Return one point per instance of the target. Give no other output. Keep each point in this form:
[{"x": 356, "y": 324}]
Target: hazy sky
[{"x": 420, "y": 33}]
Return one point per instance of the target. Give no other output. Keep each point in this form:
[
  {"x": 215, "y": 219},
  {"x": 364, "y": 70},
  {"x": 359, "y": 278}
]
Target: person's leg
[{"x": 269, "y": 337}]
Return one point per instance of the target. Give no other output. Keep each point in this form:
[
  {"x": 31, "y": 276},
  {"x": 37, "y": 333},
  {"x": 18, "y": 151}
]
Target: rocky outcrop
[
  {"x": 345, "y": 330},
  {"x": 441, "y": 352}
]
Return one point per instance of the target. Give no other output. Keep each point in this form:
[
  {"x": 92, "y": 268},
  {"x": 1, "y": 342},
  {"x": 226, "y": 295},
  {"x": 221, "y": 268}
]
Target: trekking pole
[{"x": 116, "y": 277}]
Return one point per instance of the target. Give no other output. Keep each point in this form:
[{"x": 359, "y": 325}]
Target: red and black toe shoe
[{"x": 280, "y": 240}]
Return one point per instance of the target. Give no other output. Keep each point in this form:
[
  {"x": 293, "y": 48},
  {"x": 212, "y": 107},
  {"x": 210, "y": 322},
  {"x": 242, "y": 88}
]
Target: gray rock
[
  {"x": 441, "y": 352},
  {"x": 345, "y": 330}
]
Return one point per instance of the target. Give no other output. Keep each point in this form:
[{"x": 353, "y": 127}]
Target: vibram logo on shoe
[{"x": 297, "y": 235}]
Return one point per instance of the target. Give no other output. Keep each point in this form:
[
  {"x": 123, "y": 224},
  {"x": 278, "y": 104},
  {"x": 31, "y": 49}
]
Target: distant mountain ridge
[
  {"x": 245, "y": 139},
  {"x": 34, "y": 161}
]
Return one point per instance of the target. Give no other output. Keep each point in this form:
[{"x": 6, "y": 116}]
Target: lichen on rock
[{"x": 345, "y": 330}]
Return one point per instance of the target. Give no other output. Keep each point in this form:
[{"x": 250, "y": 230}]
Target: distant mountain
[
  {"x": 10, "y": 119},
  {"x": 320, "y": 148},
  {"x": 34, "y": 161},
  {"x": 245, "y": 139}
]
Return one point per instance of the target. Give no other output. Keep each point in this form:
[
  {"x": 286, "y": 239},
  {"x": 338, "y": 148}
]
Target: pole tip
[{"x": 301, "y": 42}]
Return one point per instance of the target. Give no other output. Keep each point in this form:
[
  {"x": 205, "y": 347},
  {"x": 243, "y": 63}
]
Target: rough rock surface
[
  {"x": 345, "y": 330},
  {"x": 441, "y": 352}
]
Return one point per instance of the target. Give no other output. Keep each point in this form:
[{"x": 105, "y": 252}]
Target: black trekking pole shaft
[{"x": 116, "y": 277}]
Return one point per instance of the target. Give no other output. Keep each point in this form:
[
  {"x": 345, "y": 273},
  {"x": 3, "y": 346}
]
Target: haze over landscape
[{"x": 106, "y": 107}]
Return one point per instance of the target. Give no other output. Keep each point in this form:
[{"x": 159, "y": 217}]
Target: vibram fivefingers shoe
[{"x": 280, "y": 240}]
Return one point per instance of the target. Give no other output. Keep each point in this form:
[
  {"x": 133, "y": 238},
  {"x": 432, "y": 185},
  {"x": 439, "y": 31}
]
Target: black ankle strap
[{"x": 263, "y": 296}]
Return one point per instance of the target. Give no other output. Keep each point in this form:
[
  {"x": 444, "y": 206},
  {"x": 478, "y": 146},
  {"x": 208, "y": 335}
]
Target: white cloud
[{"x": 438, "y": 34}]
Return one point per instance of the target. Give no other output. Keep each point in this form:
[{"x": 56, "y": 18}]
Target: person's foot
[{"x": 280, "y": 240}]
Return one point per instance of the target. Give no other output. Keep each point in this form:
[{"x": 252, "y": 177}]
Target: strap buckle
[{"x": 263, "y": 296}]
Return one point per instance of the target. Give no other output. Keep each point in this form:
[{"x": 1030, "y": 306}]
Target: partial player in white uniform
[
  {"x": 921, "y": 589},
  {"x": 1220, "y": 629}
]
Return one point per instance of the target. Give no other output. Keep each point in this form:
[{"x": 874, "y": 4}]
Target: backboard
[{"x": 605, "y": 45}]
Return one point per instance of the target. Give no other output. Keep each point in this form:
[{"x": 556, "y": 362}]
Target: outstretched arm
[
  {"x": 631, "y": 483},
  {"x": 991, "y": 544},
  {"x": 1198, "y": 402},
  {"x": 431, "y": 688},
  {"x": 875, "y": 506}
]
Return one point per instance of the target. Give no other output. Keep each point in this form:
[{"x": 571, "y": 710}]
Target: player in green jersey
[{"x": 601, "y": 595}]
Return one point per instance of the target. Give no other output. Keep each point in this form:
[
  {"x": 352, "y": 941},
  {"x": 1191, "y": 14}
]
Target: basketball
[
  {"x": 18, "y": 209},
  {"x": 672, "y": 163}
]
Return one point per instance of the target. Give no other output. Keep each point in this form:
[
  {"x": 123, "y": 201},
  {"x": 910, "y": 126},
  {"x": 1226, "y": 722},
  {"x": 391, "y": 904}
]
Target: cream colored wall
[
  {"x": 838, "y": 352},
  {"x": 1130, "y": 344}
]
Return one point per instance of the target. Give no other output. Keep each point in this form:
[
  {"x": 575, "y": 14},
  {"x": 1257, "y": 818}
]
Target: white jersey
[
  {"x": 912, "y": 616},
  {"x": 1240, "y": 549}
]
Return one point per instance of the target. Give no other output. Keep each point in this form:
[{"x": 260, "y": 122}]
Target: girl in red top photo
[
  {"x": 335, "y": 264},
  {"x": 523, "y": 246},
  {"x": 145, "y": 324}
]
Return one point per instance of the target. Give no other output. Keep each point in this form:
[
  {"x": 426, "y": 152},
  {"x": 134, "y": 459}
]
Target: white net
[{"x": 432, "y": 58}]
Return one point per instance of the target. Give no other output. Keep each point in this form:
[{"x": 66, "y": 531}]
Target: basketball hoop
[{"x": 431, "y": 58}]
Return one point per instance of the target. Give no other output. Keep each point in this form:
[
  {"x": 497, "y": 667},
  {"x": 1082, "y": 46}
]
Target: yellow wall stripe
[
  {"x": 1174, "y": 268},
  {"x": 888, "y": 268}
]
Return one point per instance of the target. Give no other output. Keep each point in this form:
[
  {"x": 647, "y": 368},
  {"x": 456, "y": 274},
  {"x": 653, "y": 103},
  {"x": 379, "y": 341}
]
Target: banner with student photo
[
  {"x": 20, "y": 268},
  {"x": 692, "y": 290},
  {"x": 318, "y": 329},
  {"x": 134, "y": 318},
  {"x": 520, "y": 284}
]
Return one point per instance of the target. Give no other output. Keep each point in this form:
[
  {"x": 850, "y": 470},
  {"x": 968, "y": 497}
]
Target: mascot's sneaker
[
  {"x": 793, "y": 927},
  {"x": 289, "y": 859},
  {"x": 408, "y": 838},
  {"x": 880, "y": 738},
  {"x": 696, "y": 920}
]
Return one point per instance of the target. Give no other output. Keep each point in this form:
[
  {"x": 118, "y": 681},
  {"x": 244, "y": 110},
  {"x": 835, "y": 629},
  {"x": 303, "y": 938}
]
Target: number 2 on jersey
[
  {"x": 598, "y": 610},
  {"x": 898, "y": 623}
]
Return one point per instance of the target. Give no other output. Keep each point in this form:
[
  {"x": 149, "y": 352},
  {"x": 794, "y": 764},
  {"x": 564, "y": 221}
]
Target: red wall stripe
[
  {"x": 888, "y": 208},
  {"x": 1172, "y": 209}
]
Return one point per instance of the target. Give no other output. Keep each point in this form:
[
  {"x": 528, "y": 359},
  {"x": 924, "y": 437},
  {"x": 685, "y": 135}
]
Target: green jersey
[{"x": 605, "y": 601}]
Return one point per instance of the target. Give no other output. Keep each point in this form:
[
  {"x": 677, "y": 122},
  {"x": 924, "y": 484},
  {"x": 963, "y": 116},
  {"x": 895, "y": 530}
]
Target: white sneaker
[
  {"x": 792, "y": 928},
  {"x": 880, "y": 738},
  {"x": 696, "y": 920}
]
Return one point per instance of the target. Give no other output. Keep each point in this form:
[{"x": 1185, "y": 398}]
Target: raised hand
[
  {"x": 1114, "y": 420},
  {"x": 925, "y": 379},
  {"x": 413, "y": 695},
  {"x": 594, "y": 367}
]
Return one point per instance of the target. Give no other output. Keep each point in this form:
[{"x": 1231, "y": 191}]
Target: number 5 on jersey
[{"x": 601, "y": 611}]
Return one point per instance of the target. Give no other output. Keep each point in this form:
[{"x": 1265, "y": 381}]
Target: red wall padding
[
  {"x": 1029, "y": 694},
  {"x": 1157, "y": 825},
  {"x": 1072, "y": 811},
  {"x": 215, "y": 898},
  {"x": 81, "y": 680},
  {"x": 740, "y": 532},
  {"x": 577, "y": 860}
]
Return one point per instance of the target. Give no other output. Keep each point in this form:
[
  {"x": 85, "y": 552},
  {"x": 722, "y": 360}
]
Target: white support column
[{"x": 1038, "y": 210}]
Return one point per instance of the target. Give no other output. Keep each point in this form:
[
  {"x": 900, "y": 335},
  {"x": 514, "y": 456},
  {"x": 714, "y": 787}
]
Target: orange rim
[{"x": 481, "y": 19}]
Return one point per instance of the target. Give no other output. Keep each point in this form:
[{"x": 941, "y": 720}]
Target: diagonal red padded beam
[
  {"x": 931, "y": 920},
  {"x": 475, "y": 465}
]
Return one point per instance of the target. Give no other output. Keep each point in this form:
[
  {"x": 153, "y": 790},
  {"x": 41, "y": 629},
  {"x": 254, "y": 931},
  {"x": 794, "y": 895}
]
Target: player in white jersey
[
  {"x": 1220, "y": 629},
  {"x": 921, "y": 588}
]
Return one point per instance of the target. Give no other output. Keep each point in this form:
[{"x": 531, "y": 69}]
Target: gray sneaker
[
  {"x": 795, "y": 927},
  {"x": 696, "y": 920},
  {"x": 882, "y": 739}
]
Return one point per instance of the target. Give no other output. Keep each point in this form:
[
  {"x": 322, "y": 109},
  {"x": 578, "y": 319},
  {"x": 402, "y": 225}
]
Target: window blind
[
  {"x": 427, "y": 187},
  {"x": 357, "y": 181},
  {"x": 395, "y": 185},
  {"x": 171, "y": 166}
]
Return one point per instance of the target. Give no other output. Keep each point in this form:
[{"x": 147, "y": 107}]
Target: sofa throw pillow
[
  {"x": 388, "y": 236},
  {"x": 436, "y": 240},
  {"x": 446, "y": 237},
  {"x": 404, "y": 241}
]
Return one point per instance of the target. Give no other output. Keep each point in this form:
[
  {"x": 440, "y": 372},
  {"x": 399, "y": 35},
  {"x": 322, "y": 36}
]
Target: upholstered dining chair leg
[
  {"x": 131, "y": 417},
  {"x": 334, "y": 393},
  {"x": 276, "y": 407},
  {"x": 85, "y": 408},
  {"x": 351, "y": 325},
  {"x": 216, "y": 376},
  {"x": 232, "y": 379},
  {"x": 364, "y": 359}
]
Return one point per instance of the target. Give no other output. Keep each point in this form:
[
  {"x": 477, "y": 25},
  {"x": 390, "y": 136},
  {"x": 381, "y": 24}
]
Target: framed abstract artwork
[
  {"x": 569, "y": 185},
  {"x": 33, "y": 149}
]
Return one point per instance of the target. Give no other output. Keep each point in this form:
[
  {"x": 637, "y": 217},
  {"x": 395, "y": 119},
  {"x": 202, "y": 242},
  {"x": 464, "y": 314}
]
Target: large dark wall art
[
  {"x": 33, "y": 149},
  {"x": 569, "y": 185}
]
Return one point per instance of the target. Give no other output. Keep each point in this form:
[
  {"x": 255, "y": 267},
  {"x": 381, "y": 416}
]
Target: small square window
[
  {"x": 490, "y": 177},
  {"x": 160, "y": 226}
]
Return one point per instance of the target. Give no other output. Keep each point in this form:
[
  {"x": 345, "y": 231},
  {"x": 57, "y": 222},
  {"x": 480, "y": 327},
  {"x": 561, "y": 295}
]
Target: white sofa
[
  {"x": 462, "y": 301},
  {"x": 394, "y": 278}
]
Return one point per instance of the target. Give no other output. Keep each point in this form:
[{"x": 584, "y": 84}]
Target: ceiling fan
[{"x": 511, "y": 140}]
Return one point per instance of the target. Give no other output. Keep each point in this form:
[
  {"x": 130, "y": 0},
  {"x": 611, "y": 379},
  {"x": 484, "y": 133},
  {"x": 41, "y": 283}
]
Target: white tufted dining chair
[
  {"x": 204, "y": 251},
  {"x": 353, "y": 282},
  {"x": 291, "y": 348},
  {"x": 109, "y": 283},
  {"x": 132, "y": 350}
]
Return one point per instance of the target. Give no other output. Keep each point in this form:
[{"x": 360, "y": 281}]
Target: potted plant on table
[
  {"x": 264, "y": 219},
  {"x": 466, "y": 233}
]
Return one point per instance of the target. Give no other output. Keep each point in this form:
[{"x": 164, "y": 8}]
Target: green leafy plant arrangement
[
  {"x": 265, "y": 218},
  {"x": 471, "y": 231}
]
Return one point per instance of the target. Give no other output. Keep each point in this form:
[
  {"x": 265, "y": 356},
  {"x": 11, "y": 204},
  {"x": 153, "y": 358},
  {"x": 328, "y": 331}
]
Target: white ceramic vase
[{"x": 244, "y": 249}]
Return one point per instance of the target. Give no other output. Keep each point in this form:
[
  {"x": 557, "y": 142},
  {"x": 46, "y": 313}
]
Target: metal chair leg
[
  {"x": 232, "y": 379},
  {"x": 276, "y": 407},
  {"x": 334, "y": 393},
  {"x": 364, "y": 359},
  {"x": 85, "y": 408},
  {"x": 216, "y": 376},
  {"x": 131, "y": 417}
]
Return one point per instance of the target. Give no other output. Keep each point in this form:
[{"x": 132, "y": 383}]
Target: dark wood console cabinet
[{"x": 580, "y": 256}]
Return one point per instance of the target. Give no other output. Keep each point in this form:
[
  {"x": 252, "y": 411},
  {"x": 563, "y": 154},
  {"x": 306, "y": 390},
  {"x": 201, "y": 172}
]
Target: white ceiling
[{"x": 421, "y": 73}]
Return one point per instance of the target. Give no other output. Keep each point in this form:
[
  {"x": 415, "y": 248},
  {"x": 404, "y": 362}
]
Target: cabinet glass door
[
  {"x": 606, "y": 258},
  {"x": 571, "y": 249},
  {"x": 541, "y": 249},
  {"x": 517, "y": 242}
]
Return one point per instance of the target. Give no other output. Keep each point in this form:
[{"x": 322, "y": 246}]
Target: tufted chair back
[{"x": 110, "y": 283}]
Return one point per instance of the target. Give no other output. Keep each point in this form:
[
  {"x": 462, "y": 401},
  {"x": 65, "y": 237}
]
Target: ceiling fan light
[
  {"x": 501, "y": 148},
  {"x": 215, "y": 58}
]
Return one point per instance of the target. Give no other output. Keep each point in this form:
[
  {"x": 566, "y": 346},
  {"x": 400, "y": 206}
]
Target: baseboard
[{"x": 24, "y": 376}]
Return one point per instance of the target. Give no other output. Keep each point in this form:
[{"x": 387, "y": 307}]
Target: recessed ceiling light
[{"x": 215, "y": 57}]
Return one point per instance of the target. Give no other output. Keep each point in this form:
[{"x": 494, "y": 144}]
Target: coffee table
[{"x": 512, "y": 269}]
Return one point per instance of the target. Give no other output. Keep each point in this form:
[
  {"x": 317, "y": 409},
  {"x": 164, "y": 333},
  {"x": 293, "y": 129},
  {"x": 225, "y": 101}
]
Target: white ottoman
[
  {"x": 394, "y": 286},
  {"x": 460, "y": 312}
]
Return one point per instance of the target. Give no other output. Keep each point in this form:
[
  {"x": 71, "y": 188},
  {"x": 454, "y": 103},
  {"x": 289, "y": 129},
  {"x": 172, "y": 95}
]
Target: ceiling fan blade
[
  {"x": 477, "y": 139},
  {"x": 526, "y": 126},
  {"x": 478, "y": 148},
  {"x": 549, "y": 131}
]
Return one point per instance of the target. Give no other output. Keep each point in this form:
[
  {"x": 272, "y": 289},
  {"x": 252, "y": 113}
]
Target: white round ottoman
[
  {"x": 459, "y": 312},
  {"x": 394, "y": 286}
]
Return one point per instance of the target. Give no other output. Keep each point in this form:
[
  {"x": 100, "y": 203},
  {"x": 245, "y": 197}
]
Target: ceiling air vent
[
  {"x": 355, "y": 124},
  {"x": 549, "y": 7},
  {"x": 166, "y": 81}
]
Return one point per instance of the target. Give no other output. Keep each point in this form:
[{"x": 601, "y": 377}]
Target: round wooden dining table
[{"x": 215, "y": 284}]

### Short task
Please show each line above that contains the word "wall", copying every such line in full.

### The output
Target: cream colored wall
Target: yellow wall stripe
Target: red wall stripe
Target: red wall padding
Target: large dark wall art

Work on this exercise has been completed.